#### Sayfadan alıntı:
Nilgün Karataş ile geçen ay A7 Kitap etiketiyle okurla buluşan ilk romanı Defne ya da Bazı Tuhaf Hayatlar hakkında konuştuk.
Nilgün Hanım, her ne kadar okuma ve yazma deneyimleri, işçilik ve gözlem gücü önemli olsa da ilk romanınıza başlarken esin kaynaklarınız neler oldu? Bu soruyla ilişkili olarak şunu da sormak isterim, romanınızın ilk taslaklarını nasıl oluşturdunuz?
Defne karakterinin ortaya çıkması bana hala çok ilginç geliyor: 29 Mayıs 2022 gecesi saat 3.30 civarında uyandım, tipik bir günümüz insanı olarak telefonumla oynayarak uykumun gelmesini beklerken, şimdi X olan Twitter’da dolaşıyordum. Şule Çet cinayetinin üzerinden dört yıl geçtiğini okuyunca uykum tamamen kaçtı. 29 Mayıs, Şule’nin ne yazık ki hem ölüm hem de doğum günü. Zaten takip ettiğim ve öfkemi kabartan bir olaydı, o an aklıma “Şule o gün ölmeseydi, kim bilir şimdi neler yaşıyor olurdu,” sorusu düştü. Olasılıklar… Türlü türlü ihtimaller… Defne bu soruyla birlikte doğdu.
Şule, adını kadın dayanışmasına miras bırakarak gitmişti; bu roman ise hayatta kalan Defne’nin hikâyesi oldu. Bireysel travmaları işlerken, mağduriyetin yeniden üretiminden kaçındım; bir cinayet hikâyesi değil bunun yerine, maruz bırakıldığımız olaylara karşı direnci, dayanıklılığı, iyileşme çabamızı, insan ruhunun karmaşıklığını anlatmak istedim. Yazmaya da hemen o gece başladım.
“Aklımda bir şiirle uyandım: “Gün doğmak için beklerken biz düşüyorduk!”
İlk cümlemdi, romanın da ilk cümlesi oldu. O gece ve bütün gün ne akışı ne de sonu düşünmeden sayfalarca yazdım. Tabi ki sonrası araştırmalarla, okumalarla geçen uzun bir süreç. Hatta Servan gibi birinin kendi travmalarıyla nasıl baş edebileceğini düşünürken mindfulness (bilinçli farkındalık) eğitimi bile aldım, sayesinde şu anda sertifikalı eğitmenim. Bu arada şunu da eklemeliyim; bu romanın alt metninde kadın cinayetlerine yönelik tepki var ve daha da fazlası şiddetin her türlüsüne, erkek egemen toplumun ezberlerine, hegemonyasına karşı bir tavır var, bunun yanı sıra ilişkilerimizin kırılganlığı da var. Roman üzerine farklı okumalar yapılabilir; sanırım her okur kendine en uygun olan hikâyeyi bulacak.

#### Verilen görev:
Nilgün Karataş'la ilk romanı üzerine yapılan söyleşiyi, son cümleden sonra gelecek kısımla devam ettirin.

#### Veri listesi:
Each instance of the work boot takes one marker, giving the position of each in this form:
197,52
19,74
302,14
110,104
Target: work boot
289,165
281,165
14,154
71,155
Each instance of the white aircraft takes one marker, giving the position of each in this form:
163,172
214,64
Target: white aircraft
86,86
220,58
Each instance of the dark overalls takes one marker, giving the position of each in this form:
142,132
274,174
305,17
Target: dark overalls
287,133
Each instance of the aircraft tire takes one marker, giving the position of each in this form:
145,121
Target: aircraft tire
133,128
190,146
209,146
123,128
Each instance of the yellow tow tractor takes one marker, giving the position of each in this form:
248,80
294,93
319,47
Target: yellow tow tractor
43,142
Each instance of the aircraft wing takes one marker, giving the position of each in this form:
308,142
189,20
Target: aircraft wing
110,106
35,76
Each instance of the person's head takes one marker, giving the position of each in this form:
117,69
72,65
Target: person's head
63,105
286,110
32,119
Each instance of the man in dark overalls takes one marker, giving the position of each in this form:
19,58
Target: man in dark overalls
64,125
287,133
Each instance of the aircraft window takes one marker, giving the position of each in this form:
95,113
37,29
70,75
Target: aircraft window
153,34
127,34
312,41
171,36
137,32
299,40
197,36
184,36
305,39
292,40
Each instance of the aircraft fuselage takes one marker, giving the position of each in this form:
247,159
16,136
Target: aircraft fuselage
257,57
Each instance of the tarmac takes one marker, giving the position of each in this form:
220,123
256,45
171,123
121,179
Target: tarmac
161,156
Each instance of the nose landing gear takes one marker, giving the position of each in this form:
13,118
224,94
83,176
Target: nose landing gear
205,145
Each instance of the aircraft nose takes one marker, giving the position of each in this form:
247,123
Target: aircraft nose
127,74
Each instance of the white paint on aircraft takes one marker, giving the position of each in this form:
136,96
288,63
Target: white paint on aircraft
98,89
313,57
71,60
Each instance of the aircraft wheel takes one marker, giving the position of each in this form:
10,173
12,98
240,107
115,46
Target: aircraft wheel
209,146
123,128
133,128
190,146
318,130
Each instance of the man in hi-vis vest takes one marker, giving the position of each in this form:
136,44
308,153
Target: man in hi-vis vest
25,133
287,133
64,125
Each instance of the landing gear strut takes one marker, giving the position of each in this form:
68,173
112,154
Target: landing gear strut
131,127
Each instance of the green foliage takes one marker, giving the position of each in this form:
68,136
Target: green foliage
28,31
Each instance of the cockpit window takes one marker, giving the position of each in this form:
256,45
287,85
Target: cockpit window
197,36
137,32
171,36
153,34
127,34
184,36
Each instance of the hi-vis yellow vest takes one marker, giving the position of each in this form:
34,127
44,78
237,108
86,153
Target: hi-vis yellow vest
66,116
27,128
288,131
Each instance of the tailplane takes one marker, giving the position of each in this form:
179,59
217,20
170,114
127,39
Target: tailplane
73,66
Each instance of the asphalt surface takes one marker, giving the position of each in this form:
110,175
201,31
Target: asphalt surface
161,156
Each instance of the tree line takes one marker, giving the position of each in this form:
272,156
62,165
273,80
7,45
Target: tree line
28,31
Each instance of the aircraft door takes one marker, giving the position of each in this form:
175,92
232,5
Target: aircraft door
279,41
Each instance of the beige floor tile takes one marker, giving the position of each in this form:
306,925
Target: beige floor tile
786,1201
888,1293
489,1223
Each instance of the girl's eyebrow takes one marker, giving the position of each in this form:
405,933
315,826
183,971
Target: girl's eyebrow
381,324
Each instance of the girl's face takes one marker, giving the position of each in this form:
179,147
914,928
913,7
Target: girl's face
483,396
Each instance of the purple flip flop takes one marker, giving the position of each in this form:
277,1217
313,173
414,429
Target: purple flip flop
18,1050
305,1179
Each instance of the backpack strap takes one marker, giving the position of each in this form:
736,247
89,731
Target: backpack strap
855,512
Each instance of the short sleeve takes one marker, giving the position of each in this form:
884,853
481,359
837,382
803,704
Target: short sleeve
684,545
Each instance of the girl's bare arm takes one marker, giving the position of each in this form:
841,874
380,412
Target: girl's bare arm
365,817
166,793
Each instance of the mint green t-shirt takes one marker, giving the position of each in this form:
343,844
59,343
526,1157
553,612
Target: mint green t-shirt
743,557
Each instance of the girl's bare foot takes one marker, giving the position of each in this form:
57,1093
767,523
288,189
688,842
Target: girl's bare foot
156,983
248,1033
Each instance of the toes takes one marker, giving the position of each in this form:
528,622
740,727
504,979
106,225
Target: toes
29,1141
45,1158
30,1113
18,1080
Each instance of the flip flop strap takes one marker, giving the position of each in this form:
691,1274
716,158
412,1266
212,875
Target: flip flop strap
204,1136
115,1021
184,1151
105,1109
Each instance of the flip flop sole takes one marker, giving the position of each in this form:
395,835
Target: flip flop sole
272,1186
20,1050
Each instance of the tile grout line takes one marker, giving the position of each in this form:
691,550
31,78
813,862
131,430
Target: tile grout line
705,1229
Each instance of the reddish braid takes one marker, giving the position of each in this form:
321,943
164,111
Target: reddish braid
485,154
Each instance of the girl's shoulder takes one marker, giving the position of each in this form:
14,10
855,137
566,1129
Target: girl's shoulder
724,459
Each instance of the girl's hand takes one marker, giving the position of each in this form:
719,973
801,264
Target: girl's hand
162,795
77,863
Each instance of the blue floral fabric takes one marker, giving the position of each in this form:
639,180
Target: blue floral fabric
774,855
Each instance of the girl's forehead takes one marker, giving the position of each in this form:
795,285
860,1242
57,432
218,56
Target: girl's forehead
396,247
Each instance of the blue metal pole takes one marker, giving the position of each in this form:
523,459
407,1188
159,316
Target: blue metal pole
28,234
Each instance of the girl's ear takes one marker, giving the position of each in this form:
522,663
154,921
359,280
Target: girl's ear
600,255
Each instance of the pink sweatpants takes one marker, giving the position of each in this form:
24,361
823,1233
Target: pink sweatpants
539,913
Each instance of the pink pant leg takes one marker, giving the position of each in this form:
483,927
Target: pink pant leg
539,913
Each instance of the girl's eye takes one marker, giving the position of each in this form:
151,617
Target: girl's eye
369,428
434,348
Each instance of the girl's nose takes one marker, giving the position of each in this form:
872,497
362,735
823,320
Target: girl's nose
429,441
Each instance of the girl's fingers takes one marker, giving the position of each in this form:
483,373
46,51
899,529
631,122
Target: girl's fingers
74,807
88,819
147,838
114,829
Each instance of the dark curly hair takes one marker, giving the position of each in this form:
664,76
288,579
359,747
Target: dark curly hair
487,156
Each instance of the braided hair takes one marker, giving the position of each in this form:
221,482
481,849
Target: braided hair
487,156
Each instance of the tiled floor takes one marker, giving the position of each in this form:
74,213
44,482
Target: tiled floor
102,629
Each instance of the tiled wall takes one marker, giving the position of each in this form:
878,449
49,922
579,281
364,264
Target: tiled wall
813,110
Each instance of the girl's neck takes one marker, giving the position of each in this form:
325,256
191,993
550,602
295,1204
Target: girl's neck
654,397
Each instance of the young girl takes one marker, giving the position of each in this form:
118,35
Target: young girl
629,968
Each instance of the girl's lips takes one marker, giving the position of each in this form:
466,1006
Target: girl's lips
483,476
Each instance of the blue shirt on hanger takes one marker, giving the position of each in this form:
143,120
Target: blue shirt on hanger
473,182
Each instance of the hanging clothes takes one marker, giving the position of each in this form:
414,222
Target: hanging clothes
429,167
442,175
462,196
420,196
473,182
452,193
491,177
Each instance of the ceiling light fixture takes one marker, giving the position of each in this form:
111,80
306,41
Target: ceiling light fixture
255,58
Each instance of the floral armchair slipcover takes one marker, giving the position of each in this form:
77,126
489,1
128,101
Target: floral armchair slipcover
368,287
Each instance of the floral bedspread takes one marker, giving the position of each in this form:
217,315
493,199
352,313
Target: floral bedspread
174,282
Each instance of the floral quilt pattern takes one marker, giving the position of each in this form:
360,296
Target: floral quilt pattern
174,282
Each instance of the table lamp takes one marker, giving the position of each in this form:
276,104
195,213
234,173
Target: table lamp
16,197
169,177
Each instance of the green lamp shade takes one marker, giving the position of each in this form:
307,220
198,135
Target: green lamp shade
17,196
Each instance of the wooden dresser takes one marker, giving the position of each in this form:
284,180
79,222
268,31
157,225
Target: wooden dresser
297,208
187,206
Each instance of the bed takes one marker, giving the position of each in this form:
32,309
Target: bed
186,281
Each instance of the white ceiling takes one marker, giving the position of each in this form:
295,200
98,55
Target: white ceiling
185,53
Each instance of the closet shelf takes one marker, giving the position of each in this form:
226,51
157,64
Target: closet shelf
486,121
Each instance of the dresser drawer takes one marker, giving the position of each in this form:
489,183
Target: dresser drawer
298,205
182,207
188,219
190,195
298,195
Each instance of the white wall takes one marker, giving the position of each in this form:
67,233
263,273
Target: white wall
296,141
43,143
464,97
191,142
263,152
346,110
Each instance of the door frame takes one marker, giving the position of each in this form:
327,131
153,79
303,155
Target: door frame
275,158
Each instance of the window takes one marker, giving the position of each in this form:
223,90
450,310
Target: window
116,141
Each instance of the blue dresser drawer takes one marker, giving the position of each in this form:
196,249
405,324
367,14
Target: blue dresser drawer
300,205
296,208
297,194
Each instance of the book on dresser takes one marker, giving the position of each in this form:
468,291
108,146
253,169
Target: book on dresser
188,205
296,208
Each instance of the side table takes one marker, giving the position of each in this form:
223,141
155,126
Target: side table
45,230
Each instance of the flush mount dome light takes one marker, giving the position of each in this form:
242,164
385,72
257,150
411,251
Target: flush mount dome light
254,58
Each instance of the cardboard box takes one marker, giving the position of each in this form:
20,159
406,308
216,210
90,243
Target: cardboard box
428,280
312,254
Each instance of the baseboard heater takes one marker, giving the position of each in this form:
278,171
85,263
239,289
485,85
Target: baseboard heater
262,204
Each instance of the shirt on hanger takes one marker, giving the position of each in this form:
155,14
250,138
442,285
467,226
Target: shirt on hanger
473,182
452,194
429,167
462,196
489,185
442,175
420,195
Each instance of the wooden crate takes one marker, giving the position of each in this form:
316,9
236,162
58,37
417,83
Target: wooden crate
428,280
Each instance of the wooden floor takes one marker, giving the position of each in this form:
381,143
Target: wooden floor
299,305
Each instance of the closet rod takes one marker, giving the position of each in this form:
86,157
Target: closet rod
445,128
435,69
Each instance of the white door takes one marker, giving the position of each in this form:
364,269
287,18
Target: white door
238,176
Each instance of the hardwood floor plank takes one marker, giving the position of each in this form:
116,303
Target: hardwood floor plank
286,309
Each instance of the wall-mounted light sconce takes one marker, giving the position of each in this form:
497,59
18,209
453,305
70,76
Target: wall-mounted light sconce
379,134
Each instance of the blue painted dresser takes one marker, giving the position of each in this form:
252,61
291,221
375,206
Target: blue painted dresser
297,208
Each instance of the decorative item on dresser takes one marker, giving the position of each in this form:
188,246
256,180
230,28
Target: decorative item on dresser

#### Göreve yanıt:
Sizce romanda, öyküde, şiirde döneme göre bazı konular, izlekler ön plana çıkıyor mu? Son dönemde ilişkiler, kadınlık ve erkeklik durumları, şiddet, geçmişteki travmalarla hesaplaşma, aile ve bireysel yabancılaşma mesela. Sizin de bu anlamda zamanın ruhundan etkilendiğinizi söyleyebilir miyiz?
Elbette edebiyat yazıldığı dönemin bir ürünüdür, diyebiliriz. Fantastik, bilim kurgu, mizah bile olsa edebiyat, döneminin insanının varoluşsal ve toplumsal meselelerini yansıtıyor. Yazarlar da herkes gibi -hatta biraz daha fazla- yaşadıkları toplumsal ve kültürel atmosferden etkileniyor, yazmak da aslında tepkisel bir eylem. Bu yüzden, belirli dönemlerde öne çıkan izlekler veya temalar olması şaşırtıcı değil. Bugün ilişkiler, toplumsal cinsiyet rolleri, şiddet ve geçmiş travmalar gibi konuların sıklıkla işlenmesinin nedeni, bu meselelerin günümüzde daha görünür hale gelmiş olması.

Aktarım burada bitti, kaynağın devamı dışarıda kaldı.